#### Aim 1:
Duplicate the passage of the I2S forum thread starting at "I notice that" and ending at "the data lost.".
#### Aim 2:
Translate this sentence from the I2S forum thread into Spanish: "So no data will be dropped, and the 'recv_time' is equal to 'i2s_read' block time."
#### Aim 3:
According to the I2S forum thread, what does a short i2s_read block time mean?

#### Extract provided:
◆ ◆ ◆ ◆ ◆

For the test result,

I notice that i2s_read block time is short. In the normal case, the block time should always be around 'recv_time' that mentioned above, that means the received data are taken from message queue immediately, the queue is always empty, i2s_read has to keep waiting for the data from message queue until the receive buffer is filled up. So no data will be dropped, and the 'recv_time' is equal to 'i2s_read' block time. But when the i2s_read block time is short, it means the message queue is always full, so that i2s_read can get data immediately from message queue without any block. Since the data in message queue can't be taken timely, the old data will be dropped to input new data, then you can see the data lost.

I see your wave looks much better after allocating a bigger receive buffer, my suggestion is keeping increase the receive buffer, a big buffer should always help.

[shailesh.korat]

Dear L-KAYA,

Thank you for giving nice explanation.

Few question regarding i2s APIs function call.

1) what is the meaning of dma_buf_count = 8 which are passing during driver_install call?
Does it mean that DMA will create message queue ( size 8 buffer) of dma_buf_len to read data from i2s ?

2)You said that i2s_read block time is short, it means the message queue is always full, However I could not see any buffer overflow with following method. It should print right?

Code: Select all

static void i2s_event(void *args)
{
    i2s_event_t evt;
    uint32_t cnt = 0;
    while (!record_finish) {
        xQueueReceive(evt_que, &evt, portMAX_DELAY);
        if (evt.type == I2S_EVENT_RX_Q_OVF) {
            ESP_LOGW(TAG,"[%d] i2s queue overflow, data dropped", cnt++);
        }
    }
    vTaskDelete(NULL);
}

3) You said allocating a bigger receive buffer should always help. Is this kind of limitation from ESP IDF that I need to keep bigger buffer?

◆ ◆ ◆ ◆ ◆

Entries from a pointing dataset:

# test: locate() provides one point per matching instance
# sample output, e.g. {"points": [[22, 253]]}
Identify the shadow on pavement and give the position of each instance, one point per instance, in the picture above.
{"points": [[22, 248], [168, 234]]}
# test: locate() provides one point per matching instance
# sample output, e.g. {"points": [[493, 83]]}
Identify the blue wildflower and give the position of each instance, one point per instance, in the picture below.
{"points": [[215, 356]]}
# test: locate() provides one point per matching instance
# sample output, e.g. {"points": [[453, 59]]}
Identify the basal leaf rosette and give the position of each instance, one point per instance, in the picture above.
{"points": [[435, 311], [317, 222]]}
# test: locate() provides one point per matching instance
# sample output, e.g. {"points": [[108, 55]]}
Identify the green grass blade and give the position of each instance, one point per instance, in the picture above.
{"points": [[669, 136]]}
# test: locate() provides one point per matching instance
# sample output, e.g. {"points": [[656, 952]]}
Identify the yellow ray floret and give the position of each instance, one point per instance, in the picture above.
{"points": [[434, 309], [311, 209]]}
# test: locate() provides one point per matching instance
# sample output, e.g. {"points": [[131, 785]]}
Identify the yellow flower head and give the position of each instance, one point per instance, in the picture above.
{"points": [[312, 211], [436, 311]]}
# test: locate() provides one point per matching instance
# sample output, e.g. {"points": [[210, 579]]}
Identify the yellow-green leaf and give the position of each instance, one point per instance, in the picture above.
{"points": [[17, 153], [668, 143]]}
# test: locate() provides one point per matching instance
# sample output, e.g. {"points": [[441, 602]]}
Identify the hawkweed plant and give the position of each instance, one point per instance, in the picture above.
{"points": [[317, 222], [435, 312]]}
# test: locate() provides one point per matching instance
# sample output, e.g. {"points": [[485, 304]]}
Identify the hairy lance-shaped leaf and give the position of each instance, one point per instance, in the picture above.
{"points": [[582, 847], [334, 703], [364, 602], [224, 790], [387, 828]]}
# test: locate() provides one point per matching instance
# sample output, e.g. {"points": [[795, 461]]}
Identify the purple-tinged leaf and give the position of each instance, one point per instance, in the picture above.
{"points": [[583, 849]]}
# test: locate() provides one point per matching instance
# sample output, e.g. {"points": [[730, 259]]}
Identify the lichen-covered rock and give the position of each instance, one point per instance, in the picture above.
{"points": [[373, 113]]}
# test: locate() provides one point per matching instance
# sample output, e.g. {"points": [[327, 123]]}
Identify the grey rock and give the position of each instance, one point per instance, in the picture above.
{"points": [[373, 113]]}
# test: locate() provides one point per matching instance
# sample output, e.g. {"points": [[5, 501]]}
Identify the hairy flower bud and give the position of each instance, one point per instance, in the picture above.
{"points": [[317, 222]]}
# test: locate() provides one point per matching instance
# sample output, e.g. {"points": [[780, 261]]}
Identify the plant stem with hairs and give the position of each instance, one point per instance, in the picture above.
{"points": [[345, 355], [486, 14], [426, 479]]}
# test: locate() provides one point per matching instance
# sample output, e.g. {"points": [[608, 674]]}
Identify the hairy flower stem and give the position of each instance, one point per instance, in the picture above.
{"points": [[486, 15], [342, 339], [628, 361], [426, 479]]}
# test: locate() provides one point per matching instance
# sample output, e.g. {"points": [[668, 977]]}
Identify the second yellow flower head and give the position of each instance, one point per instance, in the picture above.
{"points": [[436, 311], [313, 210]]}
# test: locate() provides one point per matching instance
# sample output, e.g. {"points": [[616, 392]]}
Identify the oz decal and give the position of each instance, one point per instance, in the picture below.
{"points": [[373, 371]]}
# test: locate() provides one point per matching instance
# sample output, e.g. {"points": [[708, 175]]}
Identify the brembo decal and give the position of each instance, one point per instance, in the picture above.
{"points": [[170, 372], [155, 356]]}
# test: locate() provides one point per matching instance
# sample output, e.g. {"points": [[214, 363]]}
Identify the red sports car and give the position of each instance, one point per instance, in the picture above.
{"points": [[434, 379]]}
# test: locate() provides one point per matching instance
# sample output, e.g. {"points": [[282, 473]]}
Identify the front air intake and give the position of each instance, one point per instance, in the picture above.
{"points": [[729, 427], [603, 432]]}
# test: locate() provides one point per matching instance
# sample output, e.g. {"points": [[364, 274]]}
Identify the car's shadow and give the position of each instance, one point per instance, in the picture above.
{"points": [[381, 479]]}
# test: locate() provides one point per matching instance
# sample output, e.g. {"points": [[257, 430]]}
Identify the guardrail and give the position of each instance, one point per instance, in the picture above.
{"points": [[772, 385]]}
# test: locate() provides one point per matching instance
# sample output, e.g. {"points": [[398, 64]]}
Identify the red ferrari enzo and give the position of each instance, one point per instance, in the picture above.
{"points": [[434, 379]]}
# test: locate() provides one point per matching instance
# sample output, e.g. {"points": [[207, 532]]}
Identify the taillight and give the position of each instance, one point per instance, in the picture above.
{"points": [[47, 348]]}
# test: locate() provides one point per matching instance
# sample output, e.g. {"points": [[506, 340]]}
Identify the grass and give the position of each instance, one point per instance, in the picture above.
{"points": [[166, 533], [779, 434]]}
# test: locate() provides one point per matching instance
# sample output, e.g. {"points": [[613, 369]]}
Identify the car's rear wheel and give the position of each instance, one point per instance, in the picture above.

◆ ◆ ◆ ◆ ◆

#### Worked solution 1:
I notice that i2s_read block time is short. In the normal case, the block time should always be around 'recv_time' that mentioned above, that means the received data are taken from message queue immediately, the queue is always empty, i2s_read has to keep waiting for the data from message queue until the receive buffer is filled up. So no data will be dropped, and the 'recv_time' is equal to 'i2s_read' block time. But when the i2s_read block time is short, it means the message queue is always full, so that i2s_read can get data immediately from message queue without any block. Since the data in message queue can't be taken timely, the old data will be dropped to input new data, then you can see the data lost.

#### Worked solution 2:
Así que no se descartará ningún dato, y el 'recv_time' es igual al tiempo de bloqueo de 'i2s_read'.

#### Worked solution 3:
It means the message queue is always full.